_Extracted text:_
-- BEGIN --

Commenting on the Results, Jim Meredith, Executive Chairman, said:

 

"2017 was a challenging year with the HMRC Landfill Tax assessments and a decline in Group profitability. We remain in active discussions with HMRC but do not anticipate a swift resolution.  Steps have been taken to reduce the Group cost base by £4m and we have also reduced Group debt from over £18m in the Autumn to under £11m by year-end.  Trading has commenced the year in line with board expectations."

 

There will be a meeting for analysts at 9.00am today at the offices of FTI Consulting, 9th Floor, 200 Aldersgate, Aldersgate Street, London, EC1A 4HD. For further information please call 020 3727 1000.

 

For further information, please call:

 

Augean plc

01937 844 980

Jim Meredith Executive Chairman

Mark Fryer, Group Finance Director

 

 

N+1 Singer

020 7496 3000

Shaun Dobson

Alex Price

 

 

FTI Consulting

020 3727 1000

Fiona Walker

 

1 Profit before tax and exceptional items also adjusted to exclude amortisation of acquired intangible assets of £0.3m (2016: £0.2m)

2 Before exceptional items

 

 

Executive Chairman's statement

 

During 2017, the Group profit before tax and exceptional items decreased 21% to £5.5m because of losses on the legacy Colt contract and cost increases committed through the second half of 2016.The legacy contract has now been completed and settlement reached. The Group has enacted measures to reduce the cost base by £4m on an annualised basis which has seen over 50 employees, or over 15% of the workforce leave the business.  The Group is currently trading in line with expectations for 2018. A focus on cash control is reflected in our debt position.

At an operational level, the Group has achieved a number of key strategic goals including securing further contracts with top-tier customers and a significant increase in Energy from Waste (EfW) volumes, reaffirming our integrated waste management proposition with our customers. It was particularly pleasing to see the 3x Waste Acceptance Criteria (WAC) derogation unchanged by DEFRA following almost four years of review and consultation.  This decision validates the Groups' successful investment in processing solutions to generate the most environmentally beneficial outcomes for our customers. The investment in these core assets for the Group remains valid whilst we ensure that the associated cost base (particularly overheads) has to be balanced to ensure appropriate cash and profit generation.

Health and safety continues to remain the highest priority for the Board, management and employees across the Group. The management team has responded to an increase in accidents in 2016 by enhancing hazard recognition, risk evaluation and learning from incidents. As such, number of accidents resulting in injuries in 2017 has reduced by 37%. The Board continues to recognise the risks faced by our people, who work in environments moving, treating and disposing of hazardous waste.

Protecting the environment is not only a matter of compliance with permits but encompasses our broader responsibilities to society and future generations. The Group diligently monitors its performance in this regard, the results of which are regularly reported to the Board. The majority of our sites in England are ranked by the Environment Agency as Category A and the Scottish Environmental Protection Agency rates all of the Group's sites in Scotland as "Excellent".

The Board recognises that our business success is dependent on the quality, diligence and hard work of all Augean's employees and I would like to take this opportunity on behalf of the Board to thank everyone who has contributed to the Group's continued progress during a challenging year.

-- END --

_Task a:_ In the results statement, by what percentage did Group profit before tax and exceptional items fall in 2017, and to what amount?
The listing that follows has no connection to the results statement.

_Stored rows:_

-- BEGIN --

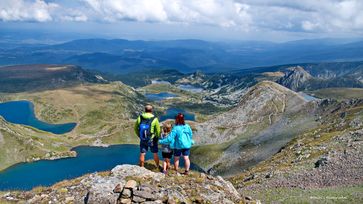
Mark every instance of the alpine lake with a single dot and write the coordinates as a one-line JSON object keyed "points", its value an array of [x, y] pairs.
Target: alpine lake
{"points": [[25, 176]]}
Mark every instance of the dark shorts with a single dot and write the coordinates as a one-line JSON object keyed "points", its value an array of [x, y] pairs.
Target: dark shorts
{"points": [[167, 155], [144, 147], [180, 152]]}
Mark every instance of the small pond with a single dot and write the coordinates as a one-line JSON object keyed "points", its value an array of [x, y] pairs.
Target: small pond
{"points": [[172, 112], [160, 96], [22, 112]]}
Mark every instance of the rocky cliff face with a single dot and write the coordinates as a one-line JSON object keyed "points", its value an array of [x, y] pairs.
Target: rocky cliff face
{"points": [[295, 78], [133, 184], [262, 105], [266, 118], [37, 77], [322, 162]]}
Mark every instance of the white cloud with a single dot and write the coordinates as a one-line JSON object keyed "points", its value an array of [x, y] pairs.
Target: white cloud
{"points": [[38, 10], [20, 10], [212, 12], [255, 15]]}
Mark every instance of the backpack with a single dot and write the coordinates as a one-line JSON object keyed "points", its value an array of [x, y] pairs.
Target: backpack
{"points": [[145, 128]]}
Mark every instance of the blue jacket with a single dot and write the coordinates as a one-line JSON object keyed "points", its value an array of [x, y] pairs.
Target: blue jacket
{"points": [[180, 137]]}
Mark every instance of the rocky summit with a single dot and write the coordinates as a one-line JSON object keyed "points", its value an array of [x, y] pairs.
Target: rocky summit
{"points": [[295, 78], [133, 184]]}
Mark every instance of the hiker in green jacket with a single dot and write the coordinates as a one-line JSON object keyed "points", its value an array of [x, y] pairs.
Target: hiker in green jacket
{"points": [[147, 128]]}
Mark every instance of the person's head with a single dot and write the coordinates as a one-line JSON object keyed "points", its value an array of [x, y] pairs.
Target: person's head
{"points": [[148, 108], [167, 128], [179, 119]]}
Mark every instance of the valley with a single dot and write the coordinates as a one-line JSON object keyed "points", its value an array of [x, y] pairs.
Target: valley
{"points": [[246, 125]]}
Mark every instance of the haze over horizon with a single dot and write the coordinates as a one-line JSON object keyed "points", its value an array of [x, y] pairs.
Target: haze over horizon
{"points": [[213, 20]]}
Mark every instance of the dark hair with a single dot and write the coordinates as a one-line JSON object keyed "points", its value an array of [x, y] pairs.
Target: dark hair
{"points": [[148, 108], [179, 119]]}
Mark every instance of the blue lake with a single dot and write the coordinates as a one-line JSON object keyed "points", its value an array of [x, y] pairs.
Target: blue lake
{"points": [[171, 113], [160, 96], [25, 176], [22, 112]]}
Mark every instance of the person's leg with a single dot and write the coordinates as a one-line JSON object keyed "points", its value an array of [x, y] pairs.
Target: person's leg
{"points": [[186, 153], [176, 163], [155, 149], [143, 150], [156, 159], [187, 163], [142, 159], [167, 164], [177, 154]]}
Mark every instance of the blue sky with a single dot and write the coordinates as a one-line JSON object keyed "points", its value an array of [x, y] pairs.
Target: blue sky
{"points": [[273, 20]]}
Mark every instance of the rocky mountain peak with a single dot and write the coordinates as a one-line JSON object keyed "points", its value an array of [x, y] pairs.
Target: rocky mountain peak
{"points": [[134, 184], [262, 102], [295, 78]]}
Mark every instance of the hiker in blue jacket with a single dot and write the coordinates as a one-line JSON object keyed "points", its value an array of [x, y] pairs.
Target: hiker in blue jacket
{"points": [[180, 140]]}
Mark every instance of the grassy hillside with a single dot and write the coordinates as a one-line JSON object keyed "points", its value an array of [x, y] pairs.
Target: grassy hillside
{"points": [[267, 117], [323, 163], [338, 93]]}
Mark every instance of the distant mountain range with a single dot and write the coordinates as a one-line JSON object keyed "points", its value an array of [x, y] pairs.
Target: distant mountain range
{"points": [[123, 56], [42, 77]]}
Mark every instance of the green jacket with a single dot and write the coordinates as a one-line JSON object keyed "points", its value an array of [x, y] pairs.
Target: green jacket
{"points": [[155, 127]]}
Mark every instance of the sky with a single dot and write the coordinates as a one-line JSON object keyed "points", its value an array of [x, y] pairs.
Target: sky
{"points": [[218, 20]]}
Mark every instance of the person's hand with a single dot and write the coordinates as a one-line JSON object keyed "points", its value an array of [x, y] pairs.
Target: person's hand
{"points": [[151, 143]]}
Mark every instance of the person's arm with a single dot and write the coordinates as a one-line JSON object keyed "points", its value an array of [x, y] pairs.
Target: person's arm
{"points": [[155, 128], [137, 126], [168, 139], [190, 132]]}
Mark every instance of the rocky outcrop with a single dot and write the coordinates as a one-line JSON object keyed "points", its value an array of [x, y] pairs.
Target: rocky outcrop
{"points": [[262, 104], [267, 117], [295, 78], [133, 184]]}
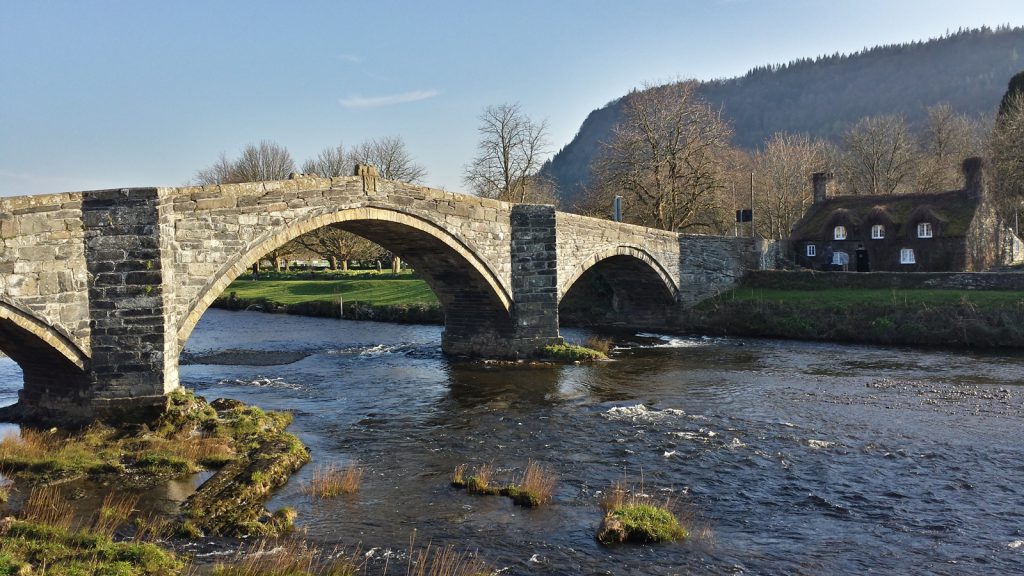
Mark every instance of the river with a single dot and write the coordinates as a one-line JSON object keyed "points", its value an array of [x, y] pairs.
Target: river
{"points": [[785, 457]]}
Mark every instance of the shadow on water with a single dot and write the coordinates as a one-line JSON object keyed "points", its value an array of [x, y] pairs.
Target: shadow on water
{"points": [[801, 458]]}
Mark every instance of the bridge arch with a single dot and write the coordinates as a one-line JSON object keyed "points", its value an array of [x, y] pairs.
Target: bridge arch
{"points": [[624, 285], [22, 334], [53, 368], [472, 296]]}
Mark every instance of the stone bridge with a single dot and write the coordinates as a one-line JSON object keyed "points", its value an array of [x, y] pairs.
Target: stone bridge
{"points": [[100, 290]]}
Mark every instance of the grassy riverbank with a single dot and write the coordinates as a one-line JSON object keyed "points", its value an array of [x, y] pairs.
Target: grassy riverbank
{"points": [[908, 317], [359, 295]]}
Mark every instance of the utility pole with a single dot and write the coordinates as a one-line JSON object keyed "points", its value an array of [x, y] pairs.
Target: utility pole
{"points": [[752, 204]]}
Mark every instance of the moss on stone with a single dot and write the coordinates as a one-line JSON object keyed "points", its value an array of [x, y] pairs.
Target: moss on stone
{"points": [[640, 523], [570, 353], [230, 503], [28, 547]]}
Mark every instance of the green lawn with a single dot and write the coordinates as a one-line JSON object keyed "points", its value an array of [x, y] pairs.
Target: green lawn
{"points": [[845, 297], [376, 292]]}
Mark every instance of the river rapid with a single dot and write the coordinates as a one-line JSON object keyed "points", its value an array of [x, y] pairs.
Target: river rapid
{"points": [[784, 457]]}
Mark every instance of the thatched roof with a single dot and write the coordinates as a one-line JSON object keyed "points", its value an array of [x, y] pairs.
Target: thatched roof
{"points": [[953, 210]]}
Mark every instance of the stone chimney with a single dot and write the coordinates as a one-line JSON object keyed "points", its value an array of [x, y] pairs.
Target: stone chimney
{"points": [[821, 180], [974, 175]]}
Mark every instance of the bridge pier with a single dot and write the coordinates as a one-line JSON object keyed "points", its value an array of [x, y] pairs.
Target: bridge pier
{"points": [[534, 322], [134, 356]]}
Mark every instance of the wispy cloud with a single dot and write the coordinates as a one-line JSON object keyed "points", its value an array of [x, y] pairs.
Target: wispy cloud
{"points": [[13, 182], [356, 100]]}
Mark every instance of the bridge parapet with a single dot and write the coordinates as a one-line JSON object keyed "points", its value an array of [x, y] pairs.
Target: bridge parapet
{"points": [[100, 290]]}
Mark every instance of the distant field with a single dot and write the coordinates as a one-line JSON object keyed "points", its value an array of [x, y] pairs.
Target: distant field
{"points": [[847, 297], [371, 291]]}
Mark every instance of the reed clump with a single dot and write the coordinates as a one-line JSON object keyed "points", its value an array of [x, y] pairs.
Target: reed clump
{"points": [[600, 343], [635, 517], [332, 481], [115, 511], [536, 488]]}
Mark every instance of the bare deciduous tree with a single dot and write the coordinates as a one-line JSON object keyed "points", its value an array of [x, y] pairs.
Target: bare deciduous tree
{"points": [[666, 157], [391, 159], [510, 150], [219, 172], [337, 245], [1007, 152], [782, 190], [265, 161], [946, 139], [881, 156], [331, 162]]}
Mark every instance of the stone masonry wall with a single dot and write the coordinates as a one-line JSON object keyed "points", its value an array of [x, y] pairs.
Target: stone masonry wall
{"points": [[126, 299], [42, 261], [219, 230], [584, 241], [712, 264]]}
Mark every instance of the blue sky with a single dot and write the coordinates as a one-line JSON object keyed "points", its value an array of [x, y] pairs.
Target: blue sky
{"points": [[110, 94]]}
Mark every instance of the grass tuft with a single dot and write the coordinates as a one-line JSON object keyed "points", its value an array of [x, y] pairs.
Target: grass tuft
{"points": [[113, 512], [46, 506], [537, 488], [570, 353], [600, 343], [637, 518], [331, 481]]}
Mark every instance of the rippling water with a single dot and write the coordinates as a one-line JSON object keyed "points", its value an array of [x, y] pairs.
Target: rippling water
{"points": [[793, 457]]}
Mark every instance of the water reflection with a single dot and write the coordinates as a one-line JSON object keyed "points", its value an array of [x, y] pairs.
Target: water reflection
{"points": [[800, 457]]}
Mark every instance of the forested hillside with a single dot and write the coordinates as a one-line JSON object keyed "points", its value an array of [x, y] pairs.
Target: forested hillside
{"points": [[825, 95]]}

-- END --

_Task b:_ Reproduce everything in the listing from the line containing "Mark every instance of the rippling" down to the end of the listing.

_Exercise response a:_ It fell 21%, to £5.5m.

_Exercise response b:_
Mark every instance of the rippling water with a single dot and write the coordinates as a one-line JSON object keyed "points", its value an array of [x, y] pairs.
Target: rippling water
{"points": [[793, 457]]}
Mark every instance of the water reflection with a single dot and write the coordinates as a one-line JSON object keyed "points", its value an array of [x, y] pairs.
Target: water reflection
{"points": [[800, 457]]}
Mark every instance of the forested hillside with a single dot and write the coordinates as a one-line JSON object keyed "points", its value an array of [x, y] pairs.
Target: forested hillside
{"points": [[825, 95]]}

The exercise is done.